— Assignment —
Copy, word for word, the lines of the entries below between the one with "column 208, row 457" and the one with "column 162, row 200", inclusive, and leave out everything else.
<<<<
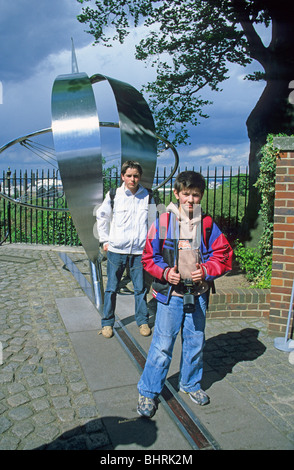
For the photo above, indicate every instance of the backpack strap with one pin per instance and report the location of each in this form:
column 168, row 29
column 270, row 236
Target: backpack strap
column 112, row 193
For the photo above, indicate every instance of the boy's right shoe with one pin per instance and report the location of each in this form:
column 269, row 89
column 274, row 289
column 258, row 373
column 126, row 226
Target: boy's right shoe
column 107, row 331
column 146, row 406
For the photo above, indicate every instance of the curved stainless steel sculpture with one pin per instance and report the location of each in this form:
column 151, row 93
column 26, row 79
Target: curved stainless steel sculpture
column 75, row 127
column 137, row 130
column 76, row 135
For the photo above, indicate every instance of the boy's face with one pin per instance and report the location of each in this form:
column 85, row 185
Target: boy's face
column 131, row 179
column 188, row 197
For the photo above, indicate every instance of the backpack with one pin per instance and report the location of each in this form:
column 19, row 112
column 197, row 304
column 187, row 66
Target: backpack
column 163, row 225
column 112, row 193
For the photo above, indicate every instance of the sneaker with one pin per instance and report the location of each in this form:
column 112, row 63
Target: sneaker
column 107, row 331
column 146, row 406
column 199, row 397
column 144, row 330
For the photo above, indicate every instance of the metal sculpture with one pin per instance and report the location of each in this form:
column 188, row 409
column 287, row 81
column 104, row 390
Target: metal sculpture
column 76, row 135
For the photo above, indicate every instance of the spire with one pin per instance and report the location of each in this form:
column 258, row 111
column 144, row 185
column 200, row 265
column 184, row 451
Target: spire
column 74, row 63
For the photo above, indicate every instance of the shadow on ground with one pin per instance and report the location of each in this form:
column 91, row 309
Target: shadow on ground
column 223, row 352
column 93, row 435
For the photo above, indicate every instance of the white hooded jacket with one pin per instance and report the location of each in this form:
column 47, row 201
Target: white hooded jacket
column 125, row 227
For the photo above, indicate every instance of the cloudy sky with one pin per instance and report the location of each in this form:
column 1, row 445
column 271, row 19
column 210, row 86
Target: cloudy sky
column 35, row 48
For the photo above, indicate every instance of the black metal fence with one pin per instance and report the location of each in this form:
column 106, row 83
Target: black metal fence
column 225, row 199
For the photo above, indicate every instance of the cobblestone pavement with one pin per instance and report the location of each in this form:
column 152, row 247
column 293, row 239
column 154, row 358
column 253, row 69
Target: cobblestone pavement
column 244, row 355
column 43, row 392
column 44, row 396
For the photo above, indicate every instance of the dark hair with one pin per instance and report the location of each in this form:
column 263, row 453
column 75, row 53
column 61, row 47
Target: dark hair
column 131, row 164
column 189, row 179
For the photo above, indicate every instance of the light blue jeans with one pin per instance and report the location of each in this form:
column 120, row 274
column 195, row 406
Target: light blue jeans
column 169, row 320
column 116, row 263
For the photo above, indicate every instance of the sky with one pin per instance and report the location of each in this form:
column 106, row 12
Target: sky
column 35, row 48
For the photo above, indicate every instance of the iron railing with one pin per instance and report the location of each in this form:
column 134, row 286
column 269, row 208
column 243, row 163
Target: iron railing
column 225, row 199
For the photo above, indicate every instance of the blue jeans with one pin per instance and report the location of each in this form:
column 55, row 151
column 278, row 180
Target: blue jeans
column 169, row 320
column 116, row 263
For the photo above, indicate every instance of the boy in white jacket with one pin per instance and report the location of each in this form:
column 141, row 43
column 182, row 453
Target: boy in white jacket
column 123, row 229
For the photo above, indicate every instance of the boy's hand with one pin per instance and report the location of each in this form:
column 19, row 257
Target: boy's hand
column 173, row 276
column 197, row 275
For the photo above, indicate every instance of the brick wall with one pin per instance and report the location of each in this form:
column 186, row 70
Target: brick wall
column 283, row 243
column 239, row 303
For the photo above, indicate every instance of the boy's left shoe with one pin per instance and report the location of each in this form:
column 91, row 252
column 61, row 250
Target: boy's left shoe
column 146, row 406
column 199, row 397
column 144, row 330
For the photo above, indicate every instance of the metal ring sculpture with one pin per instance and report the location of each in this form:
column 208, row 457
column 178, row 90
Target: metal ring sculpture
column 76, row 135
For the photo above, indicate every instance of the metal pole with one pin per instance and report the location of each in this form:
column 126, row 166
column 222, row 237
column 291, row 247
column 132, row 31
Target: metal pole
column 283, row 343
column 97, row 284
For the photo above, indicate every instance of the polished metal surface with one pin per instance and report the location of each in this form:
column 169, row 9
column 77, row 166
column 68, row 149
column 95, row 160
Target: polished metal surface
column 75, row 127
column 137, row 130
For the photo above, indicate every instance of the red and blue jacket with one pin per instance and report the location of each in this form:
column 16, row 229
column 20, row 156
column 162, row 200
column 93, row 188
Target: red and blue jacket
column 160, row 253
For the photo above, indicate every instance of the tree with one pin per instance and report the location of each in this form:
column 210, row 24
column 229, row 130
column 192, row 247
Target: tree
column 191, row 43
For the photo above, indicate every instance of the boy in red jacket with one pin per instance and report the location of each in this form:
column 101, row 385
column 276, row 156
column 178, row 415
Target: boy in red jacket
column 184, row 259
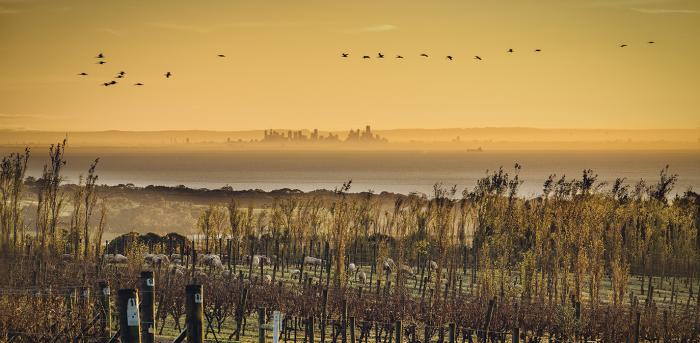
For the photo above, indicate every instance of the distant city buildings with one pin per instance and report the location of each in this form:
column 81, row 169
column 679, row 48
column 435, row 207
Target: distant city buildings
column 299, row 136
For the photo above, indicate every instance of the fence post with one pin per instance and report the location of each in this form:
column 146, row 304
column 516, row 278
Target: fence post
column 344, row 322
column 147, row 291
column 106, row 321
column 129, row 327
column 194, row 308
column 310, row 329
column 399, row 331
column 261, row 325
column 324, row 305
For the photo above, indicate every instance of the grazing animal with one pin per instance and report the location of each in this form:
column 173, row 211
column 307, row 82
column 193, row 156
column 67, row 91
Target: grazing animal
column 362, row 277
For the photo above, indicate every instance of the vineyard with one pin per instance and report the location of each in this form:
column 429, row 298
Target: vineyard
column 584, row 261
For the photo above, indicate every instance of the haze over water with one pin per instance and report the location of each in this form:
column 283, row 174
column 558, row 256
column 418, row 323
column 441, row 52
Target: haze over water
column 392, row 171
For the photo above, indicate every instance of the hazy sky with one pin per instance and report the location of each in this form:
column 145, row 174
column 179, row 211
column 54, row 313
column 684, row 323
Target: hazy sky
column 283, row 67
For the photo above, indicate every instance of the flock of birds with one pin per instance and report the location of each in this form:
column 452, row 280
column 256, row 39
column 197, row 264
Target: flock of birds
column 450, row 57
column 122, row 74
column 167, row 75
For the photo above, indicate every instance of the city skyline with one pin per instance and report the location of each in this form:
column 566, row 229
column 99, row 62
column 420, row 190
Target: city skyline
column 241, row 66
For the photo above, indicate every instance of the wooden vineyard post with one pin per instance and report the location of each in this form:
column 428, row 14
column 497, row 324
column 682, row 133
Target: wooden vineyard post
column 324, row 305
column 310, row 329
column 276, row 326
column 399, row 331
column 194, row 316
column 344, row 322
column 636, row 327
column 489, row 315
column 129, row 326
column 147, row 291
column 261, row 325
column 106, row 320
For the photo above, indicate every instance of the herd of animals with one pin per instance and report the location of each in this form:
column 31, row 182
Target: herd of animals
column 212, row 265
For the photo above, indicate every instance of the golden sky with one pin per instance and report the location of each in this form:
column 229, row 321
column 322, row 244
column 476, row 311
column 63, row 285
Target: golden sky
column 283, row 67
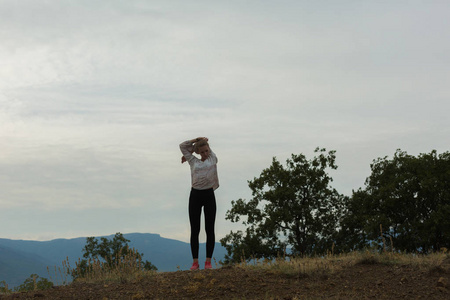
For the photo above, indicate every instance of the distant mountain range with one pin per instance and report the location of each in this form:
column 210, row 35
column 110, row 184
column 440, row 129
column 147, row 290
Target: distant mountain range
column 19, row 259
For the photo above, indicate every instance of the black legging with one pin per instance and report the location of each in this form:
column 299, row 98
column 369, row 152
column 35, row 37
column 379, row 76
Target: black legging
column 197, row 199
>>>>
<<<<
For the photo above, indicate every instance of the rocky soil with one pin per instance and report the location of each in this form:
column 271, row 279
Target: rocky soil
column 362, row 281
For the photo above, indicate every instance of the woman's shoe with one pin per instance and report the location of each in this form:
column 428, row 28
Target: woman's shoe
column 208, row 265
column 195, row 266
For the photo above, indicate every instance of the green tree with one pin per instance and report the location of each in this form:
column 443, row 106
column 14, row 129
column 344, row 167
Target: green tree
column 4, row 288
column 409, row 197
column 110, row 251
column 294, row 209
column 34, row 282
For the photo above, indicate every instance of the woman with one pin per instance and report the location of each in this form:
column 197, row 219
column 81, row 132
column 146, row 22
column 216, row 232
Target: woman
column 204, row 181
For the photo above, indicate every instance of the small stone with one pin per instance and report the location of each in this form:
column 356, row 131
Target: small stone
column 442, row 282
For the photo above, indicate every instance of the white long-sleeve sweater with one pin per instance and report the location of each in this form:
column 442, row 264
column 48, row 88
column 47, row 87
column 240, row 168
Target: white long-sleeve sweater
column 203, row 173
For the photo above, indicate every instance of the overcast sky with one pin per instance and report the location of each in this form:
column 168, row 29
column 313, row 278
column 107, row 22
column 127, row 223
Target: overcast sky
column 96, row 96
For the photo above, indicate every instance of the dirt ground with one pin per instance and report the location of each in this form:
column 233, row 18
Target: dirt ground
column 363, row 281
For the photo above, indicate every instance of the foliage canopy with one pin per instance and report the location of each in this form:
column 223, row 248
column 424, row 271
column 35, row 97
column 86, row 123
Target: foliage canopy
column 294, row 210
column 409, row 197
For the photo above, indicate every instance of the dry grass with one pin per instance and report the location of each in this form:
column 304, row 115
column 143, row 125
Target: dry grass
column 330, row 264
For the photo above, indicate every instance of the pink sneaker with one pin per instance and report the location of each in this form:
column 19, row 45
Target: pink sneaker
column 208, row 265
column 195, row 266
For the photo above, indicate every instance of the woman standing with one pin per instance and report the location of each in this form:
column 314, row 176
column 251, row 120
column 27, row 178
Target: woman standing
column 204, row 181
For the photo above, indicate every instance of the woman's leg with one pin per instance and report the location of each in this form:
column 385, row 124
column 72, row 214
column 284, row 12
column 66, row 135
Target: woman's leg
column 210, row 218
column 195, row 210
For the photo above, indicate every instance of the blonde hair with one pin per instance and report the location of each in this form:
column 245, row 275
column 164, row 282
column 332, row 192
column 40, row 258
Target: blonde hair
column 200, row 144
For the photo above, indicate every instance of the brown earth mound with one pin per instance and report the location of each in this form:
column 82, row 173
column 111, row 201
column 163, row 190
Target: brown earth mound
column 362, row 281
>>>>
— Output below —
column 208, row 457
column 178, row 90
Target: metal ring sculpture
column 76, row 135
For the photo above, indicate every instance of the metal pole with one pin per instance and report the location of each in this form:
column 126, row 166
column 222, row 237
column 291, row 247
column 132, row 31
Target: metal pole
column 283, row 343
column 97, row 284
For the photo above, indicate every instance of the polished metal surface with one pin per instance and report the location of each in this form:
column 169, row 9
column 77, row 166
column 68, row 149
column 95, row 160
Target: polished metal surface
column 75, row 127
column 137, row 130
For the photo above, indicate every instance of the red and blue jacket with one pin per instance and report the location of each in this form:
column 16, row 229
column 20, row 156
column 162, row 200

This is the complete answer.